══ Supplied passage ══

I fail to see the benefits honestly.
A calm attentive alternative of vibe coding: restful coding.
It's much easier to read and review code after a refreshing cat nap, especially with a real cat.
Too bad that's not usually acceptable to do that in the office. It should be! Slacking off by sword fighting all day is too exhausting.
Multitasking does not mean burnout. It just means you are not wasting time while idling. Multitasking was not invented for AI coding assistants. What do you think feature branches are used for?
Your feature branch is to put things aside and send them to CI, or wait and think on them. Not to have four of them running in parallel in your head frying you.
After you put together a plan, today's models can take well over a minute to execute it. Also, your work shifts to code review and executing acceptance tests, followed by either tweaking your current change or moving on to the next change.
This is really not about context changes. This is about not having to switch contexts because your focus stays on architecture+review instead of having to do deep dives to type code around.
> Your feature branch is to put things aside and send them to CI, or wait and think on them.

═══

• [Exercise 1]:
In the comment thread, how long can today's models take to execute a plan?
• [Exercise 2]:
Return the part of the comment thread that begins at the words "A calm attentive" and stops after "is too exhausting.", copied word for word.

══ Given records ══

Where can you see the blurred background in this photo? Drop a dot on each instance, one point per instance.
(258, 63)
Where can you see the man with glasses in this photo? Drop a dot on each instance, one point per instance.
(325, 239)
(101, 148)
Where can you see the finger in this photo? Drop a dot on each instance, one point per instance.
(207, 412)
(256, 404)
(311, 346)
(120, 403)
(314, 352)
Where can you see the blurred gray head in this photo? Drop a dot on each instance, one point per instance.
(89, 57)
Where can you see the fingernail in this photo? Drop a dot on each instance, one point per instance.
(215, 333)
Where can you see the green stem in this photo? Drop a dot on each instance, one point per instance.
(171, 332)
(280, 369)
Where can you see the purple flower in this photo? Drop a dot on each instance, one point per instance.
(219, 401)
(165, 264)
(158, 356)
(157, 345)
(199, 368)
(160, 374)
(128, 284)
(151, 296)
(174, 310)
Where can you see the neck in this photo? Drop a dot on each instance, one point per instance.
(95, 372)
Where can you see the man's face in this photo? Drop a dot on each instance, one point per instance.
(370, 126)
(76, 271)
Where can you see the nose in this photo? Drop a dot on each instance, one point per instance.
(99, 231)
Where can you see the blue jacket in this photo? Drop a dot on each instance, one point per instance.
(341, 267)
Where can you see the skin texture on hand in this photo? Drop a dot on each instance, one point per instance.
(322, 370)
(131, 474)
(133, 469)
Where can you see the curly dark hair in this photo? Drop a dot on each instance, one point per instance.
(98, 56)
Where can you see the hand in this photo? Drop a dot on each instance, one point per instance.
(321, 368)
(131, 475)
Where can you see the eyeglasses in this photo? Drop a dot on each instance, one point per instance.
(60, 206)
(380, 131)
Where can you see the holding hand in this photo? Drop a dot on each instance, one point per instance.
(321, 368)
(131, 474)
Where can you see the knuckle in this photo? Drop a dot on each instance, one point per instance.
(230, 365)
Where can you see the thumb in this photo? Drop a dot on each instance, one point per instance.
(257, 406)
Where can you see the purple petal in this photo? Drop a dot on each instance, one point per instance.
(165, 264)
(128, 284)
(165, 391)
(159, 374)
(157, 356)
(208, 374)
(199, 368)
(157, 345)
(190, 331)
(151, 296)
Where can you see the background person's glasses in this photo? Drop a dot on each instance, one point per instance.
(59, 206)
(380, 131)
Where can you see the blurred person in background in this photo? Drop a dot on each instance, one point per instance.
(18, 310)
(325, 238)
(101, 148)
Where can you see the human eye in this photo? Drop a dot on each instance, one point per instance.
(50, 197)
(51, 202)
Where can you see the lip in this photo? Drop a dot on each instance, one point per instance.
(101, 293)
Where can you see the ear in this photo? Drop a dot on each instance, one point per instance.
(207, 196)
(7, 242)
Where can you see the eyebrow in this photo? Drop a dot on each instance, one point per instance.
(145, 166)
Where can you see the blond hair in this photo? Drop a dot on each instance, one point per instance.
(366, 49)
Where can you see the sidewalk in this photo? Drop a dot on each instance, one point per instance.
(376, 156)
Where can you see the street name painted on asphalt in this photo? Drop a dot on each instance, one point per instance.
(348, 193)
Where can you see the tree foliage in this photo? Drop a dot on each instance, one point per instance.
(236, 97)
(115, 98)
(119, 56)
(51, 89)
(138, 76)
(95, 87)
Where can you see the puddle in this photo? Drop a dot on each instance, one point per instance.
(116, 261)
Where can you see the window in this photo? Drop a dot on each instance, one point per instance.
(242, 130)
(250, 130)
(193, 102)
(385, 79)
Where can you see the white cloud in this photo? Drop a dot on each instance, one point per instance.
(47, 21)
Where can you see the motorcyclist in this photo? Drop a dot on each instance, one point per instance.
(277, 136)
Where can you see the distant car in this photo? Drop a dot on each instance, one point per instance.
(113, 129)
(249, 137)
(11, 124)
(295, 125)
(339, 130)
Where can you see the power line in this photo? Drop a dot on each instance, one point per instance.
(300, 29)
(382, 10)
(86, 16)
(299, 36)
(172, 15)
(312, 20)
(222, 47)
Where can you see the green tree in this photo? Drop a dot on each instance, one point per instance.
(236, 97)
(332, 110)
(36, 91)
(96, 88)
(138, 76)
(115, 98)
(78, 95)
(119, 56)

═══

• [Expected answer 1]:
Well over a minute.

• [Expected answer 2]:
A calm attentive alternative of vibe coding: restful coding.
It's much easier to read and review code after a refreshing cat nap, especially with a real cat.
Too bad that's not usually acceptable to do that in the office. It should be! Slacking off by sword fighting all day is too exhausting.